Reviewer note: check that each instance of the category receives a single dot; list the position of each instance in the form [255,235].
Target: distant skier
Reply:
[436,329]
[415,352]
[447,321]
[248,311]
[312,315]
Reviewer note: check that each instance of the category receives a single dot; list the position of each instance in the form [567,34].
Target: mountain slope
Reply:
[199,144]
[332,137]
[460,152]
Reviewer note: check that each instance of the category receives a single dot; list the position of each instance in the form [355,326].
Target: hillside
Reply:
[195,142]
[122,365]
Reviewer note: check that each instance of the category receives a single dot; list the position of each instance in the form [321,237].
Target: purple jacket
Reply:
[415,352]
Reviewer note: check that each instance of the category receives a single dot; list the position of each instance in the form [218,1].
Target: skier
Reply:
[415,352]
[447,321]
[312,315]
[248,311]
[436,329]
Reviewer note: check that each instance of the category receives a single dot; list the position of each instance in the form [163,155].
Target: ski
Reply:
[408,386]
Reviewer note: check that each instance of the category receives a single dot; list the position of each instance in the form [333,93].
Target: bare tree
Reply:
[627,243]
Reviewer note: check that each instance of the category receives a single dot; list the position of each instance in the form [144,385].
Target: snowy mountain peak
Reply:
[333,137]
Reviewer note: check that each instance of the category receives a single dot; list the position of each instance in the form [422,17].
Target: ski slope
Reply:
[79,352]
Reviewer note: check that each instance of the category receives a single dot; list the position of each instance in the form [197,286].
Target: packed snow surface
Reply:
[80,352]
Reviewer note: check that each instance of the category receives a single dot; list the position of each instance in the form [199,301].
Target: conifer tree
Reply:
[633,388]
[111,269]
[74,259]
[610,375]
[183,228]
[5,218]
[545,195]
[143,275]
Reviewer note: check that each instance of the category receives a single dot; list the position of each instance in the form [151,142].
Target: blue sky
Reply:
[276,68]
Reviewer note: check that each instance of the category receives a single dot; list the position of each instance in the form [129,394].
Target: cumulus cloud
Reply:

______________________________

*SHORT EXERCISE*
Rewrite all the entries above, swapping every "Reply" for "Answer" and leaving everything else unchanged.

*TASK ANSWER*
Reviewer note: check that each instance of the category receives a single dot; list the position of each instance in the form [255,235].
Target: distant skier
Answer:
[436,329]
[415,352]
[447,321]
[248,311]
[312,315]
Reviewer note: check that each instance of the category receives a single dot; list the position of each instance in the form [567,34].
Target: mountain slope
Answer:
[199,144]
[332,137]
[460,152]
Reviewer note: check that each instance of the category receives a single dot; list the position of each instance in the form [355,326].
Target: hillside
Answer:
[195,142]
[122,365]
Reviewer note: check that each instance of the category receives a single dot; list the position of each instance in the form [321,237].
Target: purple jacket
Answer:
[415,352]
Reviewer note: check that each instance of the category receives a single dot; list the position of each instance in the form [218,1].
Target: skier
Answer:
[415,352]
[447,321]
[312,315]
[248,311]
[436,329]
Reviewer note: check that each instance of the category receives a single dot; list the position of each instance in the form [163,155].
Target: ski
Answer:
[408,386]
Reviewer note: check that each instance of the category receives a single dot; list the position of each instance in the form [333,93].
Target: bare tree
Answer:
[627,243]
Reviewer note: check that each instance of the category receives a single dot; list the position of each instance in the form [144,385].
Target: snowy mountain peak
Answer:
[333,137]
Reviewer note: check that each instance of the category receives a single dot; list the position of each instance in the form [422,17].
Target: ski slope
Answer:
[79,352]
Reviewer note: check that each instance of the category receives a single dot; list the position of each instance in the form [197,286].
Target: packed snow surface
Answer:
[80,352]
Reviewer note: check that each instance of the category receives a single dot; list the position of each instance in the form [199,301].
Target: conifer tree
Answer:
[633,388]
[111,269]
[74,259]
[610,375]
[183,228]
[5,218]
[545,195]
[143,275]
Reviewer note: check that each instance of the category receives a single dot; list the position of each instance in the form [151,142].
Target: blue sky
Answer:
[276,68]
Reviewer note: check that each instance of the category receives a single dot; list the position of each instance in the form [129,394].
Target: cumulus cloud
Answer:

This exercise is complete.